Qué debes hacer:
Pasa todas las entradas a una tabla Markdown de dos columnas: «Fila», con el número de fila, y «Línea», con el texto de cada línea. Deja fuera las líneas en blanco.

Datos del ejercicio:
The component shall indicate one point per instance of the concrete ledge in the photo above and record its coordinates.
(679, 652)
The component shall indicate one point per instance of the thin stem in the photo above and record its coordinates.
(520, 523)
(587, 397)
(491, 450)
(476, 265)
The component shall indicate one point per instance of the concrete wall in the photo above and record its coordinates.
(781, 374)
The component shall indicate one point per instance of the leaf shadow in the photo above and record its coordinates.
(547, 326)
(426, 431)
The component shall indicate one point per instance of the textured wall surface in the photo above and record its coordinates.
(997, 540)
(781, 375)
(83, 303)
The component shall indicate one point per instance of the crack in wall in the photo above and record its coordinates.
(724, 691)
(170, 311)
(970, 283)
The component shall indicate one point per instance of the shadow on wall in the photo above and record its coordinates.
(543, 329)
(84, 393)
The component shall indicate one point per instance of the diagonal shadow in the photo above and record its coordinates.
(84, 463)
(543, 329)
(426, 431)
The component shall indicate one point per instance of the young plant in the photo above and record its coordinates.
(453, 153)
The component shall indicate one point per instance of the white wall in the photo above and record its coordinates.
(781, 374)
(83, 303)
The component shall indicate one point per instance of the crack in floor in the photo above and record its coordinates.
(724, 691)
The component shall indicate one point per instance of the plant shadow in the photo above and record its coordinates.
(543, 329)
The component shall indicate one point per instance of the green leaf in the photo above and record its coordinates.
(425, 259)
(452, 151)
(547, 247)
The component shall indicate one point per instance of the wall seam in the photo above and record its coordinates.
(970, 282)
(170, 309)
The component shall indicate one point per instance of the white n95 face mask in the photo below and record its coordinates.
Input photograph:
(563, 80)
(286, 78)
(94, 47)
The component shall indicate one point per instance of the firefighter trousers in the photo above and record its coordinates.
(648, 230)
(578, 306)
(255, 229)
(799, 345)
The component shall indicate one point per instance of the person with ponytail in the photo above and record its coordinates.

Tarea resuelta:
| Fila | Línea |
|---|---|
| 1 | The component shall indicate one point per instance of the concrete ledge in the photo above and record its coordinates. |
| 2 | (679, 652) |
| 3 | The component shall indicate one point per instance of the thin stem in the photo above and record its coordinates. |
| 4 | (520, 523) |
| 5 | (587, 397) |
| 6 | (491, 450) |
| 7 | (476, 265) |
| 8 | The component shall indicate one point per instance of the concrete wall in the photo above and record its coordinates. |
| 9 | (781, 374) |
| 10 | The component shall indicate one point per instance of the leaf shadow in the photo above and record its coordinates. |
| 11 | (547, 326) |
| 12 | (426, 431) |
| 13 | The component shall indicate one point per instance of the textured wall surface in the photo above and record its coordinates. |
| 14 | (997, 540) |
| 15 | (781, 375) |
| 16 | (83, 303) |
| 17 | The component shall indicate one point per instance of the crack in wall in the photo above and record its coordinates. |
| 18 | (724, 691) |
| 19 | (170, 311) |
| 20 | (970, 283) |
| 21 | The component shall indicate one point per instance of the shadow on wall in the photo above and record its coordinates. |
| 22 | (543, 329) |
| 23 | (84, 393) |
| 24 | The component shall indicate one point per instance of the diagonal shadow in the photo above and record its coordinates. |
| 25 | (84, 463) |
| 26 | (543, 329) |
| 27 | (426, 431) |
| 28 | The component shall indicate one point per instance of the young plant in the photo above and record its coordinates. |
| 29 | (453, 153) |
| 30 | The component shall indicate one point per instance of the white wall in the photo above and record its coordinates. |
| 31 | (781, 374) |
| 32 | (83, 303) |
| 33 | The component shall indicate one point per instance of the crack in floor in the photo above and record its coordinates. |
| 34 | (724, 691) |
| 35 | The component shall indicate one point per instance of the plant shadow in the photo above and record its coordinates. |
| 36 | (543, 329) |
| 37 | The component shall indicate one point per instance of the green leaf in the photo above and record its coordinates. |
| 38 | (425, 259) |
| 39 | (452, 151) |
| 40 | (547, 247) |
| 41 | The component shall indicate one point per instance of the wall seam in the photo above and record its coordinates. |
| 42 | (970, 282) |
| 43 | (170, 309) |
| 44 | The component shall indicate one point per instance of the white n95 face mask in the photo below and record its coordinates. |
| 45 | Input photograph: |
| 46 | (563, 80) |
| 47 | (286, 78) |
| 48 | (94, 47) |
| 49 | The component shall indicate one point per instance of the firefighter trousers in the photo above and record its coordinates. |
| 50 | (648, 230) |
| 51 | (578, 306) |
| 52 | (255, 229) |
| 53 | (799, 345) |
| 54 | The component shall indicate one point per instance of the person with ponytail in the photo above and record its coordinates. |